PROMPT:
Can you quote, word for word, the listing from the line containing "task: segment each instance of the man" through the end of the listing, including both ends?

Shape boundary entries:
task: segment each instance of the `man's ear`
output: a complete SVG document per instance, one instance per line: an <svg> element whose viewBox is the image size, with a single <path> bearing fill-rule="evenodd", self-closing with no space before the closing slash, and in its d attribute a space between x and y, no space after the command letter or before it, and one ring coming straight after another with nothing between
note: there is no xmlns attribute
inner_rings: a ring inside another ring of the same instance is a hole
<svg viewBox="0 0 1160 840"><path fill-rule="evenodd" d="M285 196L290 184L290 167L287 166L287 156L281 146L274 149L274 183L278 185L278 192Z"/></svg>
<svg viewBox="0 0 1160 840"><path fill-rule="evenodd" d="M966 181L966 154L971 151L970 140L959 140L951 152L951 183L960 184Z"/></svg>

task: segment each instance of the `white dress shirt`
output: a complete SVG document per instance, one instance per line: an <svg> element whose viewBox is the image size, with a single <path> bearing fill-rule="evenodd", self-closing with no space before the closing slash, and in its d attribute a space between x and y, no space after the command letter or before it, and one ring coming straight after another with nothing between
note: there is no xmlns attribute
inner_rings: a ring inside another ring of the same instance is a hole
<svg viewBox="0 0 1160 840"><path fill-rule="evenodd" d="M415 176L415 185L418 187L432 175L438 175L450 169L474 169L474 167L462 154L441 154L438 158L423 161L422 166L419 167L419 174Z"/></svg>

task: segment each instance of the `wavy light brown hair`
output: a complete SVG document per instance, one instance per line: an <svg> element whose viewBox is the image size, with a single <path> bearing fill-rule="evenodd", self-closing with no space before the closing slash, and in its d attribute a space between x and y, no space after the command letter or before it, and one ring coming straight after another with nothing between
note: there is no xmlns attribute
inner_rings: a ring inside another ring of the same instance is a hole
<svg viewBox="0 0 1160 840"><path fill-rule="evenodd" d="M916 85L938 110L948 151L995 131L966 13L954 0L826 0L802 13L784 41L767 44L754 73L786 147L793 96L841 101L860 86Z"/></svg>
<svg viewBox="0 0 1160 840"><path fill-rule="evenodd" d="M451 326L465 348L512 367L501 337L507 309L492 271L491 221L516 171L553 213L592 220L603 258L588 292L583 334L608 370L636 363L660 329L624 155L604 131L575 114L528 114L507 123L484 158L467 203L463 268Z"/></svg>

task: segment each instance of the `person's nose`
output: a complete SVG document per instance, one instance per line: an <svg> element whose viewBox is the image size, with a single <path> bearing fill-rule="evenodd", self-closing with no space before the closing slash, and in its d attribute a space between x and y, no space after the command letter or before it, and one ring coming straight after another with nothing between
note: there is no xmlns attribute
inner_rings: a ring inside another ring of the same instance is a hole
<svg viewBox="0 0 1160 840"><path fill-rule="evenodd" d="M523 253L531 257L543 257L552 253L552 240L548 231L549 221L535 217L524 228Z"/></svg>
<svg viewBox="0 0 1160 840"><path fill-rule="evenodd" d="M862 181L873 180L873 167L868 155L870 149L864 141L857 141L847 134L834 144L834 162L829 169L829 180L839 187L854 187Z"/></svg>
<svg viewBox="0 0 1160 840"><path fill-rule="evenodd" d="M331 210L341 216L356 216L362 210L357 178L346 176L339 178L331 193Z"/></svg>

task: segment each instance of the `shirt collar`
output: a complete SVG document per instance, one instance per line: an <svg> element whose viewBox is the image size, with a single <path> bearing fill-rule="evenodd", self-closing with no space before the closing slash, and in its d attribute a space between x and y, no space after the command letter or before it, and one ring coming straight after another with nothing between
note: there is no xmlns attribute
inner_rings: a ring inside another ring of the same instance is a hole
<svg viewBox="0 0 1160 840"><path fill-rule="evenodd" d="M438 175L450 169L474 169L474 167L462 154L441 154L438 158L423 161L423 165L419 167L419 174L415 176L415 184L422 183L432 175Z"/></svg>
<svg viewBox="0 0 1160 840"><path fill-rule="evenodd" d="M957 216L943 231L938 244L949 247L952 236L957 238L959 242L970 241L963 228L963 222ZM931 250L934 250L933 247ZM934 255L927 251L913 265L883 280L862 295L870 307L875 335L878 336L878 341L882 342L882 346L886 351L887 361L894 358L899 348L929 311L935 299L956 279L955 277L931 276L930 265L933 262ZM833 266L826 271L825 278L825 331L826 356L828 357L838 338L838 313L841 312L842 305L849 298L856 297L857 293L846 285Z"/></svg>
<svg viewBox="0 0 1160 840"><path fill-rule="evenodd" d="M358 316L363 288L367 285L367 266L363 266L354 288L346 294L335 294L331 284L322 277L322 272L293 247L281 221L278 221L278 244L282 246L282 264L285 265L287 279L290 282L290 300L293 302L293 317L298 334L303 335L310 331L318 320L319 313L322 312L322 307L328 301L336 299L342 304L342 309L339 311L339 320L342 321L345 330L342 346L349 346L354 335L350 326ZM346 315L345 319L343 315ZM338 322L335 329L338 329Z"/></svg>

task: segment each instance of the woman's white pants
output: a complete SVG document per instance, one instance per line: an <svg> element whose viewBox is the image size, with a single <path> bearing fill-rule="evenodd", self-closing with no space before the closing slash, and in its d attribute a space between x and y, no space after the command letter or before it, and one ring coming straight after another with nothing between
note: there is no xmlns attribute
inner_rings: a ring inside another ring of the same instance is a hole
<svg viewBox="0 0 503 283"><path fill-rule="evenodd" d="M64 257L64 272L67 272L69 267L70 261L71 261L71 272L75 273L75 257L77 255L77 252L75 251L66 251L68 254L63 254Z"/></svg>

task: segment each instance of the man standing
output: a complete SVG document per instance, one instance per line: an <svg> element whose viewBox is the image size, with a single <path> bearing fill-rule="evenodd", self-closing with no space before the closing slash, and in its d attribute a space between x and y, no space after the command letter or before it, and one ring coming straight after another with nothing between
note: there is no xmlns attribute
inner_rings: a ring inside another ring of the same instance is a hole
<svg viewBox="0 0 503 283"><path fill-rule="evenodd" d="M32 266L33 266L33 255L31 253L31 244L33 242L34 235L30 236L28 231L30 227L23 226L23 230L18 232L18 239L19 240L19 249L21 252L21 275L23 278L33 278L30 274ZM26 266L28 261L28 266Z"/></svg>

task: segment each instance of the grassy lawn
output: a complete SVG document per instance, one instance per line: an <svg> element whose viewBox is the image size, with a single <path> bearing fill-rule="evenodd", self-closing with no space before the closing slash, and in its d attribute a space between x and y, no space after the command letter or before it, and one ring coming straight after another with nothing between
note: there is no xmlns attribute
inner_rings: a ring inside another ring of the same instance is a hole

EXERCISE ANSWER:
task: segment each instance of the man standing
output: a complete SVG document per instance, one instance per line: an <svg> element whose viewBox is the image size, with a single <path> bearing fill-rule="evenodd", self-closing with no space before the closing slash, and in its d attribute a space between x and y, no space after the command letter or before it, and one ring coming straight after another with nothing between
note: there is no xmlns attribute
inner_rings: a ring inside another ring of the same instance is a hole
<svg viewBox="0 0 503 283"><path fill-rule="evenodd" d="M32 266L33 266L33 255L31 253L31 244L33 242L34 235L30 236L28 231L30 227L23 226L23 230L18 232L18 239L19 240L19 249L21 252L21 275L23 278L33 278L30 274ZM26 266L28 261L28 266Z"/></svg>

task: segment each instance of the grassy lawn
output: a complete SVG document per instance, one instance per line: an <svg> element whose viewBox is the image size, with a single <path> bearing fill-rule="evenodd", self-closing with no space before the closing slash, and in its d attribute a space between x and y, no space after the command letter or before it, and one ring coming straight after another with nothing between
note: there is no xmlns attribute
inner_rings: a ring inside another ring of the same instance is a hole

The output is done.